START Excerpted text

RAMPD: Disability Pride Through Music
We are committed to aligning with companies to help make their products more inclusive in a variety of image driven ways. Over the last two years we've partnered with the Product Inclusion & Equity plus Responsible Innovation teams at Google to provide thousands of images of people from historically marginalized backgrounds in order to have representative data that reflects the experiences and needs of all people who use Google products. "When products are not built using diverse and representative data, they can end up being less useful for everyone. So we’ve been retraining some of our earlier machine learning models with more inclusive datasets: sets of data we use to build our hardware and software products," Sydney Coleman, Product Inclusion & Equity Team Member shared in the latest article regarding our partnership.
In working together, Google was able to use more inclusive datasets to create Real Tone on Google Pixel, which represents skin tones authentically and beautifully for all users.
The models represented across the gender spectrum, models with darker skin tones, and models with disabilities (and people who represent the intersectionalities of these identities). In this recent TONL Narrative with Chronicon, we spoke about their involvement in the photography we created, and today on International Day of Persons With Disabilities, we would like to highlight RAMPD of whom we also worked with to create custom images featuring and centering individuals with chronic conditions and disabilities.

END Excerpted text

→ Activity: List every organization that the RAMPD text says its writers have partnered or worked with.

START Given entries

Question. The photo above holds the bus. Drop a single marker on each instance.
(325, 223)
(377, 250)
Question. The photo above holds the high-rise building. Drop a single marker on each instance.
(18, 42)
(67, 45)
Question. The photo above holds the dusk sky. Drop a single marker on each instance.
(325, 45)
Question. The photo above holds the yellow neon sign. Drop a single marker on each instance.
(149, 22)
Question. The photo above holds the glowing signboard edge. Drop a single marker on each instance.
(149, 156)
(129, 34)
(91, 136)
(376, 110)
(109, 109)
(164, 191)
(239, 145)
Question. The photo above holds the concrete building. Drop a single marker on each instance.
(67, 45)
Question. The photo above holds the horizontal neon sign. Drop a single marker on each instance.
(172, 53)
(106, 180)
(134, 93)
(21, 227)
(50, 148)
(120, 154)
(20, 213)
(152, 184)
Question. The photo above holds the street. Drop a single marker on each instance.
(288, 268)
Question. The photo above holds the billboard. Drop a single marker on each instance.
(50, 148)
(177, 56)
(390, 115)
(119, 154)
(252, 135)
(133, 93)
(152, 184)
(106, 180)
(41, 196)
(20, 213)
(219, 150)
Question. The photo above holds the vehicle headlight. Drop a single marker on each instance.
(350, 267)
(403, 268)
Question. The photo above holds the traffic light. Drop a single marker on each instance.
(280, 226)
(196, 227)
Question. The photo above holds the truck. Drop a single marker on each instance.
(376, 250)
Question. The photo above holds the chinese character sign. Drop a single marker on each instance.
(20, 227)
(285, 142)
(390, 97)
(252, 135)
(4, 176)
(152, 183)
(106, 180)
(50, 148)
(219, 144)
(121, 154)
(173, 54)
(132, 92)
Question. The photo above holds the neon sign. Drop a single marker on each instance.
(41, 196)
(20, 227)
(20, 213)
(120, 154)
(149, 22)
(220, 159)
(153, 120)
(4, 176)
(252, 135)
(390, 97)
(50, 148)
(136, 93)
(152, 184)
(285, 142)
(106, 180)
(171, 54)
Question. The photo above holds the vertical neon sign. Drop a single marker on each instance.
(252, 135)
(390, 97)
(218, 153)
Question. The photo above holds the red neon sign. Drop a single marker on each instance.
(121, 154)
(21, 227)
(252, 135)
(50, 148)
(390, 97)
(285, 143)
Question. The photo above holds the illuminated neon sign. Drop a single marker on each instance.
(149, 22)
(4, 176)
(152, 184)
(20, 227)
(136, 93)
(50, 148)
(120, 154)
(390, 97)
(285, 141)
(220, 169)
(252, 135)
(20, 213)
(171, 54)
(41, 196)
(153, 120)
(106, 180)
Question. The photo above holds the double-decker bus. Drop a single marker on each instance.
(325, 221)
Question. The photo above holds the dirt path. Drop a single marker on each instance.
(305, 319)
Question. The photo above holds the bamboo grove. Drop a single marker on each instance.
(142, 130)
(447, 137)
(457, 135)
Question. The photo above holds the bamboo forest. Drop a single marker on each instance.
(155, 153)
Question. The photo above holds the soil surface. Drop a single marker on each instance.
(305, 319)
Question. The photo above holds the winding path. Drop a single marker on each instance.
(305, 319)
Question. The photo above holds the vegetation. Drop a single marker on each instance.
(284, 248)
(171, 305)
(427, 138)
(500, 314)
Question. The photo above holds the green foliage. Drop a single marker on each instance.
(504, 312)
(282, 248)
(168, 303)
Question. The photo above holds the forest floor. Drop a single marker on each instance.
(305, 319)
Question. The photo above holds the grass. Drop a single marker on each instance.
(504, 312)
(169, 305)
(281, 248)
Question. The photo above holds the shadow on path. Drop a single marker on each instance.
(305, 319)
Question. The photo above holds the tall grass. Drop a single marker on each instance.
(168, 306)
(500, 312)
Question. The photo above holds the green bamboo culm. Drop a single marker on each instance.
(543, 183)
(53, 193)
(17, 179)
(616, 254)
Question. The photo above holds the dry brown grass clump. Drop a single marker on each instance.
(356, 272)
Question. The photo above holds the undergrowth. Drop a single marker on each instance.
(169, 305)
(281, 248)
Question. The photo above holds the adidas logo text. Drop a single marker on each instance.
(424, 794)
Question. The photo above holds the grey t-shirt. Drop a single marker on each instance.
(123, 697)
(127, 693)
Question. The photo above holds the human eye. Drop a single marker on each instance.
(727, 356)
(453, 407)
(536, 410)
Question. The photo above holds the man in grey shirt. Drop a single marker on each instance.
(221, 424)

END Given entries

→ Written solution:
- Google (its Product Inclusion & Equity and Responsible Innovation teams)
- Chronicon
- RAMPD